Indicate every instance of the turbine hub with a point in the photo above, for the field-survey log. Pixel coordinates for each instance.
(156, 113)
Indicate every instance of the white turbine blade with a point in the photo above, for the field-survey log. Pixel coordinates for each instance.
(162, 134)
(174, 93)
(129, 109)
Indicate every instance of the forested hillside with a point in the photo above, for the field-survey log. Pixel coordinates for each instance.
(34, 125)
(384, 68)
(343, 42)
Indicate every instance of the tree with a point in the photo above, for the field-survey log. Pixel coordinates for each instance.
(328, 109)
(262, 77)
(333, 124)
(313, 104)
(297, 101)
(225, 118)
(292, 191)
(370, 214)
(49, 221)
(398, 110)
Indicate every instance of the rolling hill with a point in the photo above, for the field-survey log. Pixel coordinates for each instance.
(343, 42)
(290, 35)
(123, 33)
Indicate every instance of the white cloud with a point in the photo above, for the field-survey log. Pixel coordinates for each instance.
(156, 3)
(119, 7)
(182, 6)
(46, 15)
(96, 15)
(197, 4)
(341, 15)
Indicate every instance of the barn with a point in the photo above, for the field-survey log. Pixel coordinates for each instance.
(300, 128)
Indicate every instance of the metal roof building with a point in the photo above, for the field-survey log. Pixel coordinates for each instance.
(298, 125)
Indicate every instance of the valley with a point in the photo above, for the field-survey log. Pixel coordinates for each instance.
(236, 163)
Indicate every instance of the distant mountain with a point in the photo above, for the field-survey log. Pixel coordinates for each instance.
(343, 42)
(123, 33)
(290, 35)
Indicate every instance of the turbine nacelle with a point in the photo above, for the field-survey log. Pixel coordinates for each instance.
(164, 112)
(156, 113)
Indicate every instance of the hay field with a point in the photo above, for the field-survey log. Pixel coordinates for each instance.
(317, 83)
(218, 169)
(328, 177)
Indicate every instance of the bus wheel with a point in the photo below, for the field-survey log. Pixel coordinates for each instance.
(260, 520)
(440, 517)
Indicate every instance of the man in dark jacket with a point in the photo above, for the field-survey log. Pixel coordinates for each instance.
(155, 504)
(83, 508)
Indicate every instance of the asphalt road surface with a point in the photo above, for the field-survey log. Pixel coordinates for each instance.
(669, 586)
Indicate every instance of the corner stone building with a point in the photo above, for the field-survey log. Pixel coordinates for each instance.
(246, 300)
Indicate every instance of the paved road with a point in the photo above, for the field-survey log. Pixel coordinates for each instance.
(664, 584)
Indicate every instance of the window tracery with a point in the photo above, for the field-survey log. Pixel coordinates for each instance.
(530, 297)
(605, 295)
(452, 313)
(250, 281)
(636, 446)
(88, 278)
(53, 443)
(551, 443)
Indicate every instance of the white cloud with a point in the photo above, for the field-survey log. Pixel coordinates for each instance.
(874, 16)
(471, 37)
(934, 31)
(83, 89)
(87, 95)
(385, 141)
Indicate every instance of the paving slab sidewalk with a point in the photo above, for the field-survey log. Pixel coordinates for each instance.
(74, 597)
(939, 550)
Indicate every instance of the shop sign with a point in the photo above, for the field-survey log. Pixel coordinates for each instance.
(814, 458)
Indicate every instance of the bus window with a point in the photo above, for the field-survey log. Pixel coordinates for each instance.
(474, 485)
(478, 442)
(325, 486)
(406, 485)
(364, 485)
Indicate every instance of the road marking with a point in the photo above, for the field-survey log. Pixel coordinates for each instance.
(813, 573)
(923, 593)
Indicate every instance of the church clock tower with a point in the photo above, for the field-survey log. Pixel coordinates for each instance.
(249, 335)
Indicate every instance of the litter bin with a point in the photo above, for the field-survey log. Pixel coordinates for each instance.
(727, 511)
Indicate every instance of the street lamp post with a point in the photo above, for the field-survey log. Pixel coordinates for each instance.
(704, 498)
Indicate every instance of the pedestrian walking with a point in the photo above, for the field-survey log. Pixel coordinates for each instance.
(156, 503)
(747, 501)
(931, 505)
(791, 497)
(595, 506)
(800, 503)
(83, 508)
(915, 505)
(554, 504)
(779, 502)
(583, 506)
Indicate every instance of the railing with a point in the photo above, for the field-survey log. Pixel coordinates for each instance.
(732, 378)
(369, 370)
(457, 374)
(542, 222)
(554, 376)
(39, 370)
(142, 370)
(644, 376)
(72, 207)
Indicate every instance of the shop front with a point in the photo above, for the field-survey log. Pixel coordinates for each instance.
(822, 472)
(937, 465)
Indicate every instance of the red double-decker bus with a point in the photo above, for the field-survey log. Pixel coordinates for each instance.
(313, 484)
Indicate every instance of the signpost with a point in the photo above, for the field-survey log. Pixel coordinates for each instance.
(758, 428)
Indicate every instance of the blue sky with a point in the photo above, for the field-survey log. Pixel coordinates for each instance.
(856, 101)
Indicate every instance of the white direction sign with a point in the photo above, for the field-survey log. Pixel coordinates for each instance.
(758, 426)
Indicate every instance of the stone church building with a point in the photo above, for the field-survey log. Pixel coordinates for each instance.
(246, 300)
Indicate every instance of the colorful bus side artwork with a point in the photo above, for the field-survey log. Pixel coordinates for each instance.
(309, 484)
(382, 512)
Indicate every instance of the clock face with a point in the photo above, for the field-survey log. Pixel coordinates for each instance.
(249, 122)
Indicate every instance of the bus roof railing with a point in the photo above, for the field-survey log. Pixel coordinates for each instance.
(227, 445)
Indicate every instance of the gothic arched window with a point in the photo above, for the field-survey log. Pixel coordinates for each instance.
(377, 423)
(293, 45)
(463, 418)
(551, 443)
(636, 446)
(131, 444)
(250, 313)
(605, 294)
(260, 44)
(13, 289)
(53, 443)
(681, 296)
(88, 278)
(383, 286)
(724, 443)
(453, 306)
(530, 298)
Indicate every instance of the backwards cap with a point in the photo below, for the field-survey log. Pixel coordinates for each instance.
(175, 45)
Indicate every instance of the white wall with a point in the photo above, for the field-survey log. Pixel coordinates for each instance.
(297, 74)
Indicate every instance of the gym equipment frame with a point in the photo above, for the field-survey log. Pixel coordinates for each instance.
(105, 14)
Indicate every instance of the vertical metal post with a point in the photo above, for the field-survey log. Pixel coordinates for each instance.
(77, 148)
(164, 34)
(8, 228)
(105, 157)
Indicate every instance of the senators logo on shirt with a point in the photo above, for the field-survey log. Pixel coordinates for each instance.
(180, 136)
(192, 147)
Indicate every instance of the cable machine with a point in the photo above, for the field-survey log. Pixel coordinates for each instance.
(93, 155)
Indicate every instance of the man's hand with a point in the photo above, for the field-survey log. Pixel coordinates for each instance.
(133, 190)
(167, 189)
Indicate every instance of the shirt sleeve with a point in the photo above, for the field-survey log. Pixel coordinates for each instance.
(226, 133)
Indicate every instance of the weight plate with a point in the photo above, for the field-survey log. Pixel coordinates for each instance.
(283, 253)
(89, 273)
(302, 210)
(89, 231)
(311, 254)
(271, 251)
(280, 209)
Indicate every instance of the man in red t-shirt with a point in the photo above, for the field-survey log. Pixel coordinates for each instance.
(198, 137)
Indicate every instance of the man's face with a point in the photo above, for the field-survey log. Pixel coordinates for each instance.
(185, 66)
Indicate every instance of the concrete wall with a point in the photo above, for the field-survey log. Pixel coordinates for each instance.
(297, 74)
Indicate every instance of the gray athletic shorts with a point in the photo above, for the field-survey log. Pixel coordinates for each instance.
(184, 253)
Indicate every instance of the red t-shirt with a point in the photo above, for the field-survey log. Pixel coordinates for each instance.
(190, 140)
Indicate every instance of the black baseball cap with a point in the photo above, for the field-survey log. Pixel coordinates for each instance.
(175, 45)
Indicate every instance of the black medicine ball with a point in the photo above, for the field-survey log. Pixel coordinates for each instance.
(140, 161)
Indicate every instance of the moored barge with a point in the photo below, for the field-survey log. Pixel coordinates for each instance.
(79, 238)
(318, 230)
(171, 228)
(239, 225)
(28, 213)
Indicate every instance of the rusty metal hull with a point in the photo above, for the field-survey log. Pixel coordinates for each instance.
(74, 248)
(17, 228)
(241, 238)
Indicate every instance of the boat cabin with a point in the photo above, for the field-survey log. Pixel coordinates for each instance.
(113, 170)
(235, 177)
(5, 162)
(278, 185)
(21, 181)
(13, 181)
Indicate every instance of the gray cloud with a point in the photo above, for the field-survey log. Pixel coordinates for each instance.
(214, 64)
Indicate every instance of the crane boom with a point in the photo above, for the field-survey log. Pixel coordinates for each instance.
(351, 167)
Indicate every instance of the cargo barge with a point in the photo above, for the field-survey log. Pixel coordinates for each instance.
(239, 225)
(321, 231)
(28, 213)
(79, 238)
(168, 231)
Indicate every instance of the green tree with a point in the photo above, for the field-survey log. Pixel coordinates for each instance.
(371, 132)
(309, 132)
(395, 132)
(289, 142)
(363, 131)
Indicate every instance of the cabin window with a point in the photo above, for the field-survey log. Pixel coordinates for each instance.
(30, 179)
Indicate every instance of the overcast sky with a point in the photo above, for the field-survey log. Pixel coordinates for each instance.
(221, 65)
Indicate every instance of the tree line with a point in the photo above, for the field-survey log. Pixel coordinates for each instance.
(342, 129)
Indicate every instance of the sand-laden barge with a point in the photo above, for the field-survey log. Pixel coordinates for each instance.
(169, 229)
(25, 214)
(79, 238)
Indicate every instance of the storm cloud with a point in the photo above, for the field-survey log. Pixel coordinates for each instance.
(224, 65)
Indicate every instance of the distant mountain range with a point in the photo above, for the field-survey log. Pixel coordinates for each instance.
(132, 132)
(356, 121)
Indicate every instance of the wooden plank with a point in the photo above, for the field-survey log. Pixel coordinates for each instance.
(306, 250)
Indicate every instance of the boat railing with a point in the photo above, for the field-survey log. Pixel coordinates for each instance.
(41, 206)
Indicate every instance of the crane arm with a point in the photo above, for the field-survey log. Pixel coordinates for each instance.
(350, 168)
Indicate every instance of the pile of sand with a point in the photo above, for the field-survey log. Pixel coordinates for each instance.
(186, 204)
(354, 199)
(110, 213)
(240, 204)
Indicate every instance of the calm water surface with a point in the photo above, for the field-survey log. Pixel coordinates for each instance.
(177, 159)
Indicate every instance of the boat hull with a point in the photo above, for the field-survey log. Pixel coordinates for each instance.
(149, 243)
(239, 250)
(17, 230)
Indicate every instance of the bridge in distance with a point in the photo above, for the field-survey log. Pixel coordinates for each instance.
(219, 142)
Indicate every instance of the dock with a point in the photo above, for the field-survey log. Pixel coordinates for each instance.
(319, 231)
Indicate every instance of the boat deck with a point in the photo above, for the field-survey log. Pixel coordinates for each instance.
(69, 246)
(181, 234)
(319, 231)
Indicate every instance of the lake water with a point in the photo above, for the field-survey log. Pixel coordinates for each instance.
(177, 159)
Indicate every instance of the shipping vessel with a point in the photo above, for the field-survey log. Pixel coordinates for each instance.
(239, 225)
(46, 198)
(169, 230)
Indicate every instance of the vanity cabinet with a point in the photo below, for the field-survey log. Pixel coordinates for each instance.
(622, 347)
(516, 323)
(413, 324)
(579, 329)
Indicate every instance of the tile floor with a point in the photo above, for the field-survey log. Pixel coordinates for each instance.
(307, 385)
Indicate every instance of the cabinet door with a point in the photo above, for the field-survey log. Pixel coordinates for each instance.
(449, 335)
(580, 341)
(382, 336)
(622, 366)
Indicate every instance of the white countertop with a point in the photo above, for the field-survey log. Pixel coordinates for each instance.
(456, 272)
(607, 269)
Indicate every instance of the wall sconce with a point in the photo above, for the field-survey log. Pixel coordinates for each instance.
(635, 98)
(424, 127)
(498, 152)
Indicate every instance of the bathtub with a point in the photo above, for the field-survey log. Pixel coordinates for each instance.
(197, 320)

************

All that is wanted is an exact copy of the lines from the line holding "Indicate every instance of the bathtub" through the end of the material above, including both.

Indicate every instance of the bathtub with a point in the photo above, for the field-survey log. Pixel coordinates for each instance.
(197, 320)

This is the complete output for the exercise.